Source text:

***

Blog Tour: Going Geek Review + Giveaway

I received an Advanced Reader’s Copy of Going Geek from the publisher in association with The Fantastic Flying Book Club in exchange for an honest review.

  • Original Title: Going Geek by Charlotte Huang
  • Edition: Advance Reader’s Copy, 292 pages
  • Published: September 13, 2016 by Delacorte Press
  • Characters: Skylar Hoffman
  • Rating: 3.5 out of 5

Synopsis: A girl forced out of her comfort zone finds that being true to herself is the best way to live her life, in this second novel from the author of For the Record.

It wasn’t supposed to be this way. Skylar Hoffman’s senior year at her preppy East Coast boarding school should have been perfect:

  • amazing boyfriend
  • the coolest friends
  • the most desirable dorm

But it’s far from it. To her dismay, Skylar’s not going to rule senior year because she’s stuck in Abbot House, a tiny dorm known for, well, nothing. Living with a group of strangers everyone thinks is lame is bad enough. Worse is that Skylar wasn’t exactly truthful about how she spent summer break in Los Angeles—and her little white lie is causing her once rock-solid romance to crumble fast. And when it turns out that Skylar’s best friend is the one responsible for having her booted from Lincoln? It’s an all-out war.

Stepping out of her comfort zone never felt so scary—or necessary. But everything is different now. Including, maybe, Skylar herself . . .

***

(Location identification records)

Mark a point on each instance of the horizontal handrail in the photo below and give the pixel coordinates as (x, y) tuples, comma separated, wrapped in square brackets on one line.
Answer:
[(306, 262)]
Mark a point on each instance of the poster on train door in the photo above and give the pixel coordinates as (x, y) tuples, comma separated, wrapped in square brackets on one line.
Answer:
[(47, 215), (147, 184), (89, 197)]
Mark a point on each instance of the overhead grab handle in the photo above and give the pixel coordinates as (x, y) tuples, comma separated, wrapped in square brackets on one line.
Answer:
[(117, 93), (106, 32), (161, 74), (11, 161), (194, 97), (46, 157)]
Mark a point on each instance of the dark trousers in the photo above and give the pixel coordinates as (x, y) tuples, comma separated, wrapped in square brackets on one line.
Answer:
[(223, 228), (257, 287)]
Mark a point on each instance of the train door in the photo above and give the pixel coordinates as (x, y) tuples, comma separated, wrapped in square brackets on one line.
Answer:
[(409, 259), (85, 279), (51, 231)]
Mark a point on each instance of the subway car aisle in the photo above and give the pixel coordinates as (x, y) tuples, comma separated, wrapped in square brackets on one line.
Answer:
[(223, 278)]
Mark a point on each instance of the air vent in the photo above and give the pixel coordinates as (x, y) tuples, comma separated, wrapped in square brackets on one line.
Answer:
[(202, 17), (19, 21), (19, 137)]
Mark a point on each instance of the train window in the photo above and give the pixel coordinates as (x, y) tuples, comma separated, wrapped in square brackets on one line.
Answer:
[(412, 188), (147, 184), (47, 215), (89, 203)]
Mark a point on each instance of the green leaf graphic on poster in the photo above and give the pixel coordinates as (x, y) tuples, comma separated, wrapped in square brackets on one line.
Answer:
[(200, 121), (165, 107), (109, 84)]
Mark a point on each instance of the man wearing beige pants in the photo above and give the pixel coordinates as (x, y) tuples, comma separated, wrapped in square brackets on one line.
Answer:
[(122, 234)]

***

Problem to solve: Echo the Going Geek review word for word, starting with "Blog Tour: Going" and going on through "For the Record.". Rely only on the text to do what is asked.

Correct result:
Blog Tour: Going Geek Review + Giveaway

I received an Advanced Reader’s Copy of Going Geek from the publisher in association with The Fantastic Flying Book Club in exchange for an honest review.

  • Original Title: Going Geek by Charlotte Huang
  • Edition: Advance Reader’s Copy, 292 pages
  • Published: September 13, 2016 by Delacorte Press
  • Characters: Skylar Hoffman
  • Rating: 3.5 out of 5

Synopsis: A girl forced out of her comfort zone finds that being true to herself is the best way to live her life, in this second novel from the author of For the Record.